§ **TASK DETAILS**
Across all the records, filter for lines with the word "story" and copy them.

§ **Records from a data source**
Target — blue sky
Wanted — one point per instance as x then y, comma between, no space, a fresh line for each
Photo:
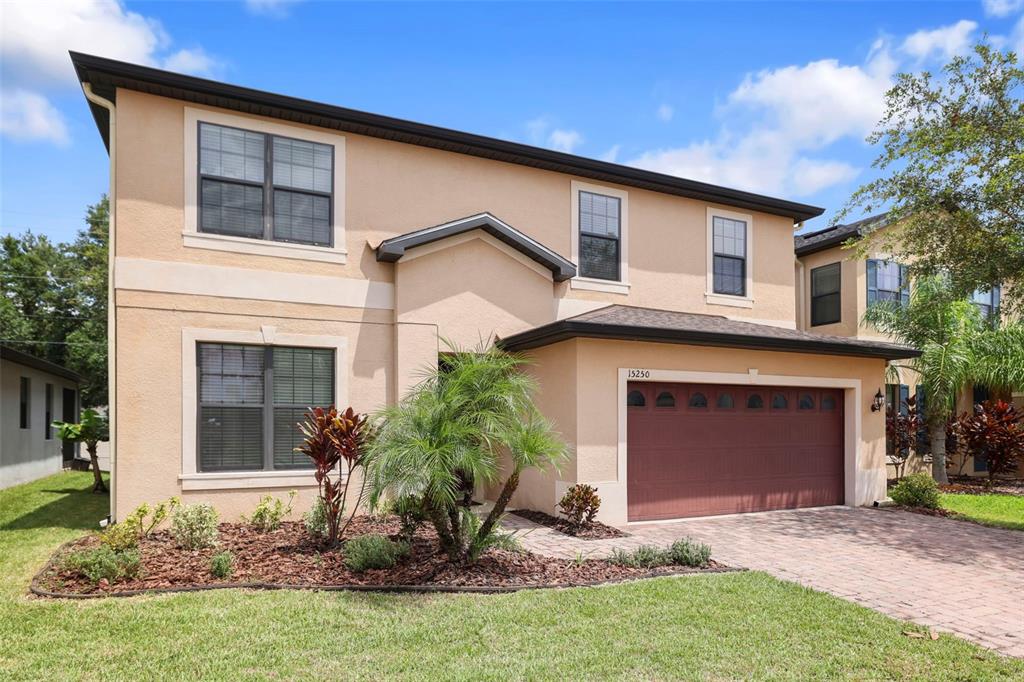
772,97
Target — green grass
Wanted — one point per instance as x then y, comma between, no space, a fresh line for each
1005,511
715,627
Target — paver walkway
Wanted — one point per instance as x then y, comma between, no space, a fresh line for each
951,576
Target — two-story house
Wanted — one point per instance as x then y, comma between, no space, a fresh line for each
270,253
835,288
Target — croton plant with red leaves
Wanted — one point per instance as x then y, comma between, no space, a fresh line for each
334,441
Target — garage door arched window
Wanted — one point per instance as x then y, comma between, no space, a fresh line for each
636,399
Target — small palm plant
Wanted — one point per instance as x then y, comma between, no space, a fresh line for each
92,429
958,347
451,433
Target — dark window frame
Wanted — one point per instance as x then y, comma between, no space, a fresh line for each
266,409
617,240
717,257
267,185
816,320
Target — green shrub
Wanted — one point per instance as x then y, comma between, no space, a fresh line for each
916,491
315,519
103,562
221,564
373,551
195,526
125,534
269,513
688,552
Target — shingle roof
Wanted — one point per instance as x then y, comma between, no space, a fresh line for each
105,76
636,324
829,237
561,268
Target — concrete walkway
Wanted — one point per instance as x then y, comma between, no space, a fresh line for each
951,576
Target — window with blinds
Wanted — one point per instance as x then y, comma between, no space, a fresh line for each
264,186
729,257
600,231
252,399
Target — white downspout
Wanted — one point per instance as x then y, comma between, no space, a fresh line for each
111,307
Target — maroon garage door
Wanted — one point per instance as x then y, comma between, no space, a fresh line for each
696,450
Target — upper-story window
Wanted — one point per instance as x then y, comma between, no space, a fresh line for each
825,286
264,186
729,263
887,282
987,302
600,231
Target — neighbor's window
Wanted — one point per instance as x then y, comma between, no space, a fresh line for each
251,399
825,295
264,186
729,263
887,282
600,236
25,390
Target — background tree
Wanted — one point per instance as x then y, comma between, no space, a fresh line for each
91,429
53,299
952,168
958,348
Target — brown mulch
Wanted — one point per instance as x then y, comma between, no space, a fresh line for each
597,530
290,557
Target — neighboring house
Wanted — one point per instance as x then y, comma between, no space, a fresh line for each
271,253
834,290
34,393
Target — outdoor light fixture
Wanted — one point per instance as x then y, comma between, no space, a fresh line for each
880,400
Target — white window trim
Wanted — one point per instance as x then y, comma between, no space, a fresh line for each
727,299
190,477
194,239
592,284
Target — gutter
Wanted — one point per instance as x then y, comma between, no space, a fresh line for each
111,307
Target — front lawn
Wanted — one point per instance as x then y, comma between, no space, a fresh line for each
729,626
1006,511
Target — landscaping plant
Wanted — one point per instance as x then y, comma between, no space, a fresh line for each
580,505
450,434
92,429
916,491
373,551
335,442
195,526
994,431
269,513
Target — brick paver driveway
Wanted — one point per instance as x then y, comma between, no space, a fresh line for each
952,576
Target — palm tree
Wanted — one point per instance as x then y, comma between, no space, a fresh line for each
958,347
450,434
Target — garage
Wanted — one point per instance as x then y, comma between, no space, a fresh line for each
699,450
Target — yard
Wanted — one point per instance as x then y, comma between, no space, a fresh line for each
728,626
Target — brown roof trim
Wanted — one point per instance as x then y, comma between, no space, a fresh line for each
576,328
26,359
108,75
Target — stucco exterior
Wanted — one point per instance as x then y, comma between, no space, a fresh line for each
174,288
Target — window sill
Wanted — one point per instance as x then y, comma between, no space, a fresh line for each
263,248
246,479
725,299
589,284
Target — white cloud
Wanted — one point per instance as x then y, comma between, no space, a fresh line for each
35,38
275,8
29,116
564,140
944,42
1001,7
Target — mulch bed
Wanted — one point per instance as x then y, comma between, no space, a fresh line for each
289,557
597,530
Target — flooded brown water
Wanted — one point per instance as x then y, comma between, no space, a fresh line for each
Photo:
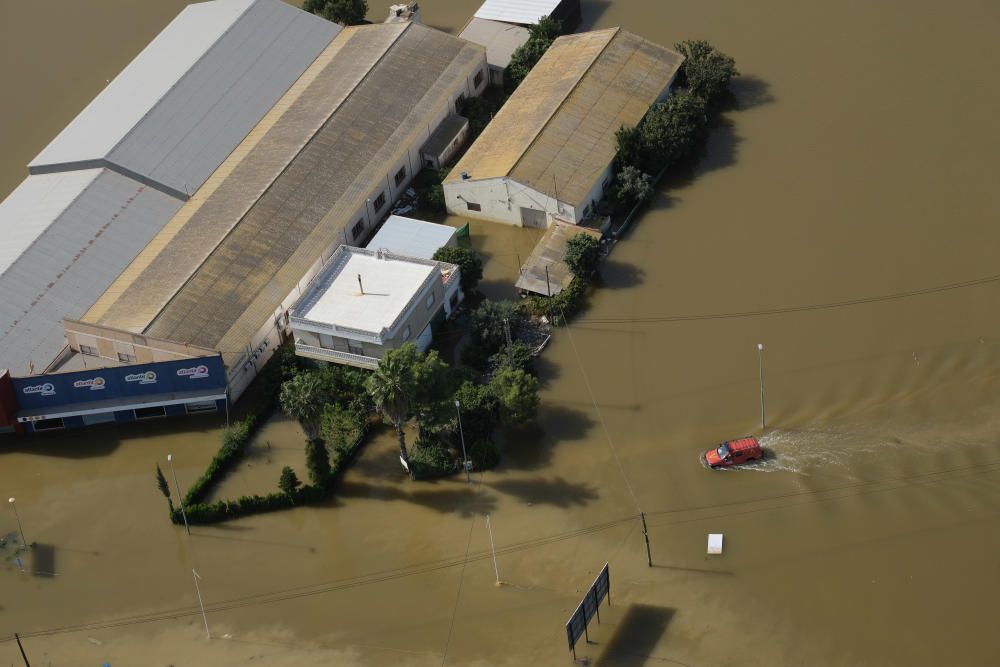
858,172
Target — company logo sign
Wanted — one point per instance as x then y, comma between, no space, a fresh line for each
95,383
194,372
149,377
47,389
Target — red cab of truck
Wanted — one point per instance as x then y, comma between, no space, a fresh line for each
734,452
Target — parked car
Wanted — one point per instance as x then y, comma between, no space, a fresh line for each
734,452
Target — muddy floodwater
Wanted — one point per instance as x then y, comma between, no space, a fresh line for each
844,216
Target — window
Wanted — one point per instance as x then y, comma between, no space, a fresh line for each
48,424
150,413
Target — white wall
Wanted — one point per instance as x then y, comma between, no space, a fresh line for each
501,200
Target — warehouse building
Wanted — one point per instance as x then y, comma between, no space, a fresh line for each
109,182
502,25
321,169
366,302
548,153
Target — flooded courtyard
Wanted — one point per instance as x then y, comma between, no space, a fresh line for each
843,216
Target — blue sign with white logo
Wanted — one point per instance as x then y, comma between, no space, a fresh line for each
165,377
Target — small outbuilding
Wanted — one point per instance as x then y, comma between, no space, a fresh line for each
365,302
412,238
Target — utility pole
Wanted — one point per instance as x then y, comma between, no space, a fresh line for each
760,369
180,497
23,654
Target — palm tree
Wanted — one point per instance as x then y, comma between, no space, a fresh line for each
391,386
302,398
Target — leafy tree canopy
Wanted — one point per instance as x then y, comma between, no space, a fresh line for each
706,71
347,12
469,262
583,253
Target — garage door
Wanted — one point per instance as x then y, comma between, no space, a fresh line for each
100,418
531,217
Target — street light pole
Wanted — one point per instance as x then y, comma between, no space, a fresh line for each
18,517
760,369
180,498
461,433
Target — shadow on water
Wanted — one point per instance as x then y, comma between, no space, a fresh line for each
457,500
530,446
636,636
556,491
43,560
617,275
591,12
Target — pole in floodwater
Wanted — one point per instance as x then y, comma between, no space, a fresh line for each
760,369
23,654
645,536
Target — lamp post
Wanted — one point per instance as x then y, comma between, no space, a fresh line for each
760,369
180,498
18,517
461,433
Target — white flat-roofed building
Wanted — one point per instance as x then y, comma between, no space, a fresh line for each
365,302
412,238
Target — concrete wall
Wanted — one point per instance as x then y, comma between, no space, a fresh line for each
501,200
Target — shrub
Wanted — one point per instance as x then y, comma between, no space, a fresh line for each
431,461
469,263
583,254
706,72
289,481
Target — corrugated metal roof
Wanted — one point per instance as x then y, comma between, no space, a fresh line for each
500,39
411,238
107,218
556,134
176,111
226,269
526,12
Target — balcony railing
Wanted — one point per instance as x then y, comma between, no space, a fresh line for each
323,354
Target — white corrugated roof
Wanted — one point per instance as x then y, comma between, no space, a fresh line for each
412,238
526,12
87,227
182,105
33,206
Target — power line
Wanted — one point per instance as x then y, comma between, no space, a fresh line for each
791,309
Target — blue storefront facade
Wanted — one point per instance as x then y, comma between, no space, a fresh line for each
120,394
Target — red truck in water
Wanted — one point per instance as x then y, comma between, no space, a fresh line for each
733,452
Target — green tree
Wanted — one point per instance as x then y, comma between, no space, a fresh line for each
490,321
288,482
318,462
161,482
706,71
517,395
583,254
468,261
671,130
303,398
526,56
347,12
632,186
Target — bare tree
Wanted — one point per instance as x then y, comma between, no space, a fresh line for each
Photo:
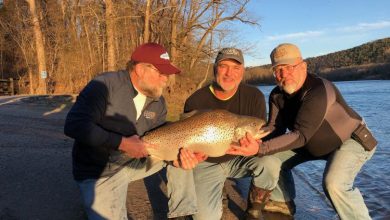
110,31
40,49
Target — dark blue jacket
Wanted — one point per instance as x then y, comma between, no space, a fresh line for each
104,112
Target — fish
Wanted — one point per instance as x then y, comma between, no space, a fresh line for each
210,132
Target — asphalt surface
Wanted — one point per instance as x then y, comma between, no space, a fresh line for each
35,170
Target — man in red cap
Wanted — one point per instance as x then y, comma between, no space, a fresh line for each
110,114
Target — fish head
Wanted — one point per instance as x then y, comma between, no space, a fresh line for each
251,125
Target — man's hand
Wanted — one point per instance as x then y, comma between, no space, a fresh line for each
188,160
133,146
248,146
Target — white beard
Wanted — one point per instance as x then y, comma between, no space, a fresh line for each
289,88
150,91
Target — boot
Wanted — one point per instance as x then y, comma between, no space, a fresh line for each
257,199
286,208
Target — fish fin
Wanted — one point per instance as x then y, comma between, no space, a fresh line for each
151,161
263,132
188,114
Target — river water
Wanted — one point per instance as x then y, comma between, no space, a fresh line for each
371,99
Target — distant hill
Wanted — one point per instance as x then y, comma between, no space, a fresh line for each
367,61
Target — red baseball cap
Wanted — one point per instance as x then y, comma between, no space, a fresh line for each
156,55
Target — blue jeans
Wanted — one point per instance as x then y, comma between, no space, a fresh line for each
341,168
105,198
209,178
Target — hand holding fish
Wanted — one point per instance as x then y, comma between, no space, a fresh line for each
248,146
188,160
133,146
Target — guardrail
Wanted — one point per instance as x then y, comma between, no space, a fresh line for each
7,87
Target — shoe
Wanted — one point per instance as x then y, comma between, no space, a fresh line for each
286,208
257,199
187,217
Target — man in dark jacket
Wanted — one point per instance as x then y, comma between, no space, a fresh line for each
310,120
110,114
230,93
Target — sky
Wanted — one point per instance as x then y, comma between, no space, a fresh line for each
316,27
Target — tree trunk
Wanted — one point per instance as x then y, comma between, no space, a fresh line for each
39,47
110,31
147,21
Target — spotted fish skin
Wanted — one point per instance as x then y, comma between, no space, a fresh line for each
209,132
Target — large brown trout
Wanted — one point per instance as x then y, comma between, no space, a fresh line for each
209,132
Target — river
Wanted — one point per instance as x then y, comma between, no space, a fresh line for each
371,99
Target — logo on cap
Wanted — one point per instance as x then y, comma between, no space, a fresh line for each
280,53
164,56
231,51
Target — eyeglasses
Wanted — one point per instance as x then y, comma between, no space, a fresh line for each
153,68
278,70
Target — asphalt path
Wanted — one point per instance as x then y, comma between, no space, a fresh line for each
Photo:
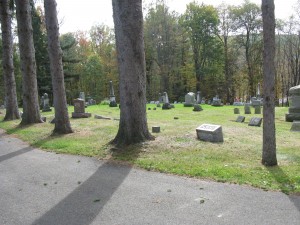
45,188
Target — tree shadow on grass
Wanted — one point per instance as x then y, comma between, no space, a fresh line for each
285,183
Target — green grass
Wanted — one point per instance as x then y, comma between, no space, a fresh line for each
176,149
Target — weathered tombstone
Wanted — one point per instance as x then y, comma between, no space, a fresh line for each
255,121
166,103
112,97
190,100
155,129
198,97
247,108
46,106
197,108
101,117
82,96
79,109
295,126
210,132
240,119
257,109
42,102
216,101
236,111
257,101
294,101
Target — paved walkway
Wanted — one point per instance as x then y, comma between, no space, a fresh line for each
44,188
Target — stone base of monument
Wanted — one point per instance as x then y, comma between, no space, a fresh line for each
296,126
210,132
113,104
292,116
155,129
101,117
197,108
81,115
188,104
166,106
47,110
240,119
255,121
257,109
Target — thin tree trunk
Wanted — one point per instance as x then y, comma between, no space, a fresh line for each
128,20
31,109
269,134
62,122
12,110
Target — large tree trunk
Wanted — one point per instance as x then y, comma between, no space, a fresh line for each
12,111
128,20
269,135
62,122
31,109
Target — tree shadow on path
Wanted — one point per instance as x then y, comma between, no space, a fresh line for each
83,205
285,184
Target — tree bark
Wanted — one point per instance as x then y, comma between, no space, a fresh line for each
62,122
128,20
269,135
31,109
12,110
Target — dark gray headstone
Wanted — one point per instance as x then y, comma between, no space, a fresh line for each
236,111
210,132
255,121
257,109
294,102
197,108
240,119
79,109
247,108
295,126
155,129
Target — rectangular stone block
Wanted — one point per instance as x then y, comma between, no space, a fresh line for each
255,121
295,126
240,119
210,132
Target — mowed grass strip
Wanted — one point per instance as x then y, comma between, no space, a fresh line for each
176,149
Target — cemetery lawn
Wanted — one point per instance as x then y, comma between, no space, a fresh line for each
176,149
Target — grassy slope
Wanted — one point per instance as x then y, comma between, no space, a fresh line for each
176,149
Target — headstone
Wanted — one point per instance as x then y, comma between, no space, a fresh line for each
112,97
198,97
197,108
79,109
216,101
155,129
82,96
236,111
255,121
190,100
238,103
257,109
247,108
166,103
101,117
294,108
295,126
46,107
210,132
240,119
165,98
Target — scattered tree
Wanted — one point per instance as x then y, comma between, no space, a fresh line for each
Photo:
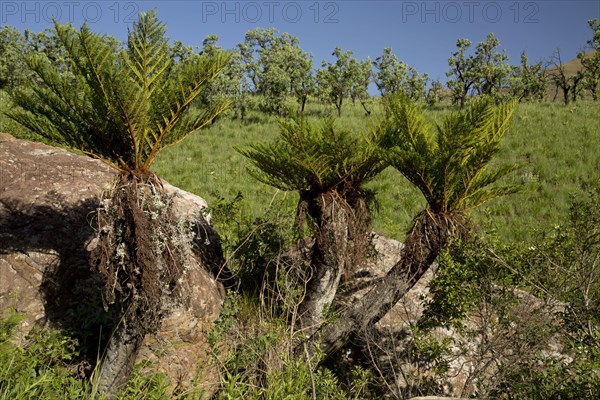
529,82
276,66
464,71
394,77
435,93
12,65
345,78
490,67
591,61
560,78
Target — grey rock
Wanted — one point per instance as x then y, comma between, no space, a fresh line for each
48,197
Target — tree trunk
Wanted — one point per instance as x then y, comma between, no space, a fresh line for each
303,104
119,357
340,243
566,94
426,238
139,275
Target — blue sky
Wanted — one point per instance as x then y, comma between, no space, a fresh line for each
421,33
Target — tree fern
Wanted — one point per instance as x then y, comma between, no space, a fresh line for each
124,105
327,167
450,162
314,157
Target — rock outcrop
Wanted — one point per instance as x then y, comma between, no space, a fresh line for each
48,198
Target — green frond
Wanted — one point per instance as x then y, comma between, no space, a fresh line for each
120,105
314,157
449,164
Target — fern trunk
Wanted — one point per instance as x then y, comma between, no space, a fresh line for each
340,244
427,237
119,357
141,254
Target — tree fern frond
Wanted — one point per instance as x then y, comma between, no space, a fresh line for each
449,164
119,105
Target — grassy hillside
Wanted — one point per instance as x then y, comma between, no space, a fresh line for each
556,145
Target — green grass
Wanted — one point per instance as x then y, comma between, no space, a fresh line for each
558,146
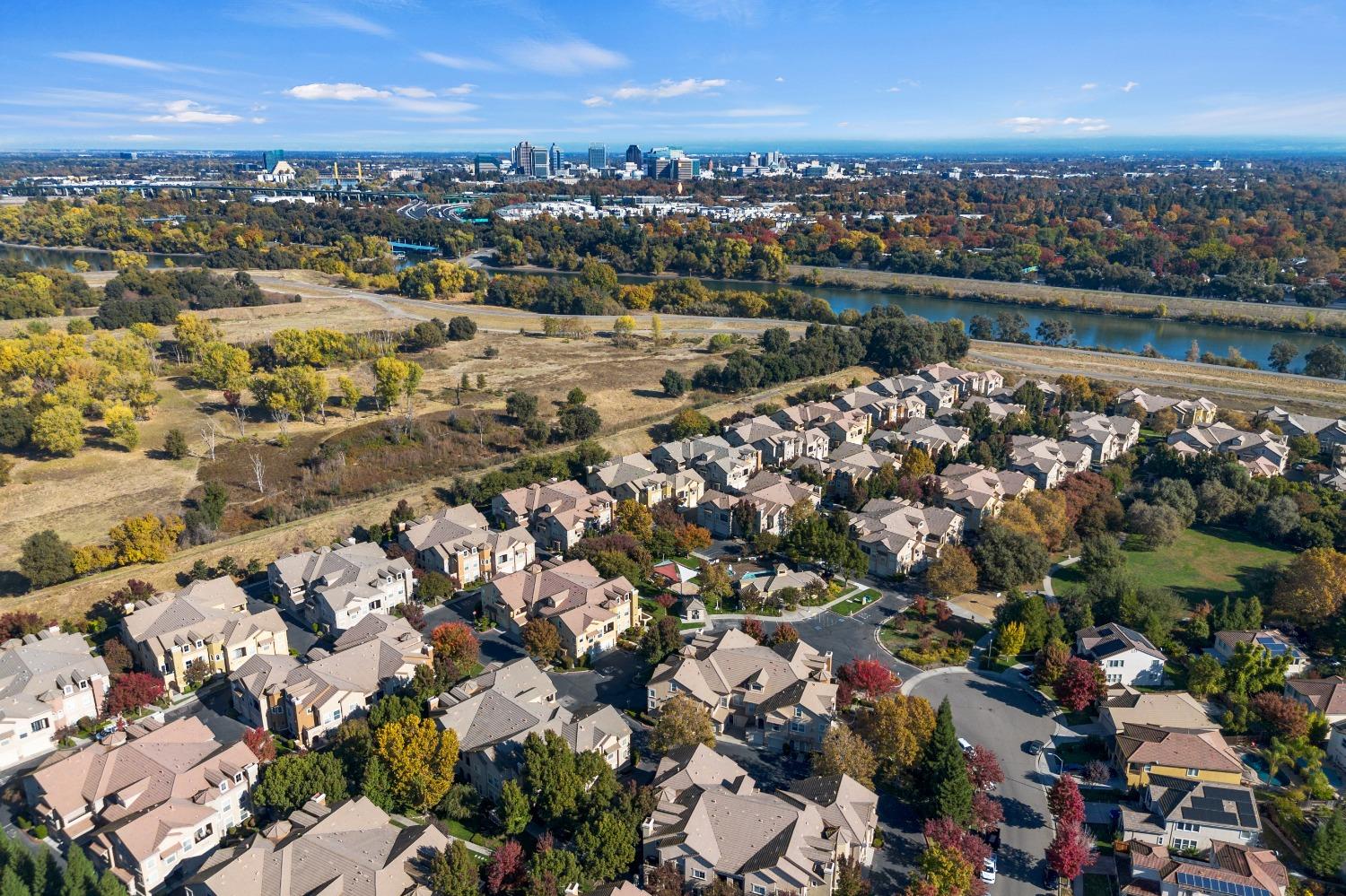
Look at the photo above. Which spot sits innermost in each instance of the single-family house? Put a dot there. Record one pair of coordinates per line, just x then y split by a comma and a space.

§ **RESULT**
Target — two-story house
Target — upper-story window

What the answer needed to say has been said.